Work item
Each line from the one containing "[pin] concrete column -- one per line" to the end of the listing below should be output exactly; no other line is wanted.

★ ★ ★ ★ ★ ★ ★

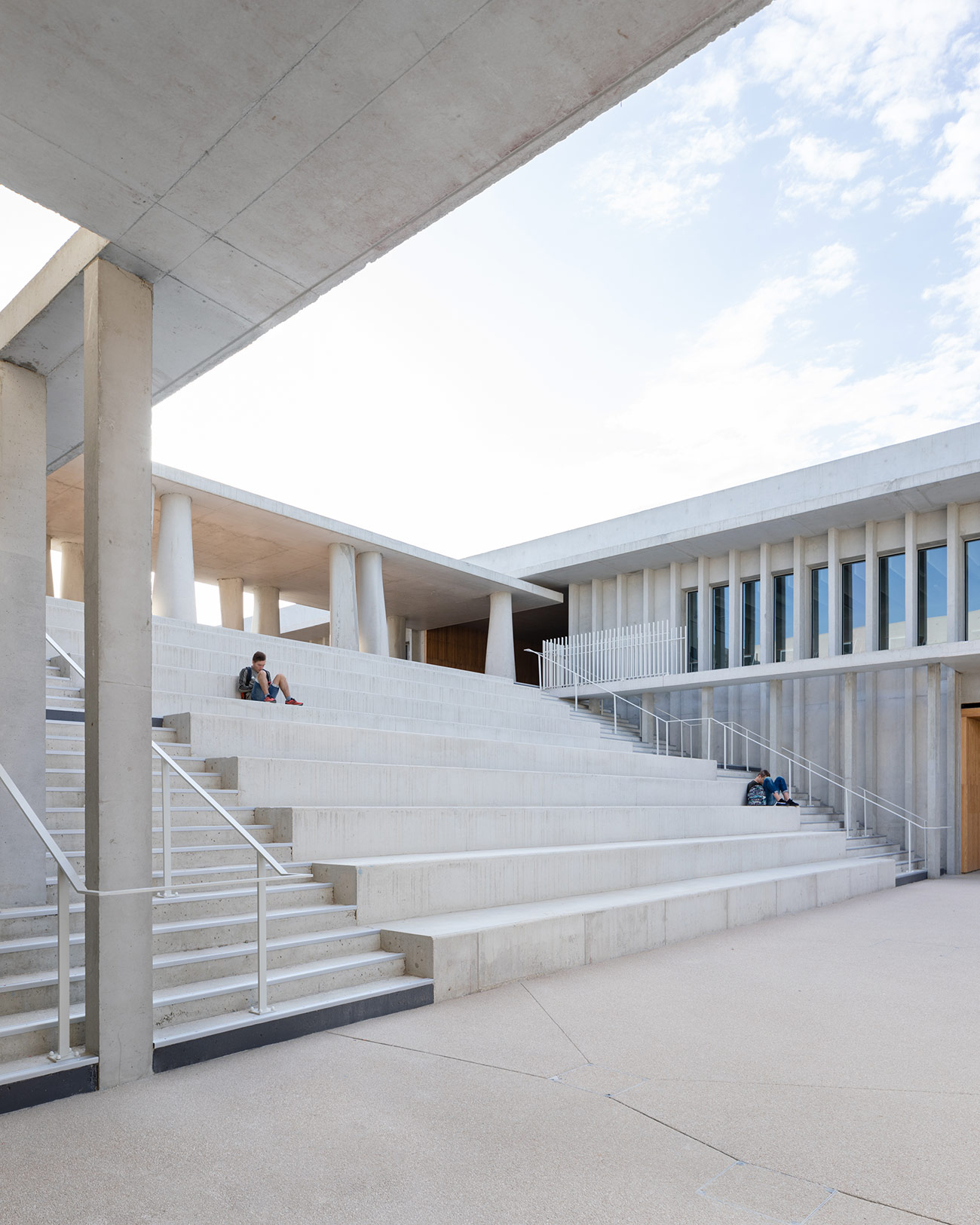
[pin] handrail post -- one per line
(168, 868)
(261, 1005)
(64, 970)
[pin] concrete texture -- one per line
(832, 1054)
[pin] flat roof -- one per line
(238, 534)
(884, 484)
(249, 158)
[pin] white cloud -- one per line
(663, 176)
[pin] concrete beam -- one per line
(118, 660)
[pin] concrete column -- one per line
(774, 730)
(173, 577)
(118, 662)
(23, 516)
(956, 608)
(800, 602)
(266, 611)
(934, 815)
(766, 602)
(871, 587)
(911, 586)
(703, 617)
(850, 733)
(397, 637)
(343, 597)
(835, 619)
(231, 596)
(500, 637)
(372, 623)
(734, 609)
(707, 712)
(72, 571)
(574, 594)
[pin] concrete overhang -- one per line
(962, 657)
(241, 535)
(880, 485)
(247, 158)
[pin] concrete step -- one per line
(342, 832)
(401, 886)
(210, 997)
(476, 950)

★ ★ ★ ★ ★ ★ ★

Answer for this exercise
[pin] concrete column -- one per line
(774, 730)
(173, 577)
(118, 662)
(23, 516)
(956, 608)
(800, 602)
(266, 611)
(934, 815)
(766, 602)
(871, 587)
(911, 586)
(703, 617)
(850, 733)
(397, 637)
(343, 597)
(835, 619)
(231, 596)
(500, 637)
(372, 623)
(734, 609)
(707, 712)
(72, 571)
(574, 594)
[pin] concrete overhang -- one per line
(962, 657)
(241, 535)
(880, 485)
(247, 158)
[pin] concrete step -- one per line
(342, 832)
(401, 886)
(210, 997)
(476, 950)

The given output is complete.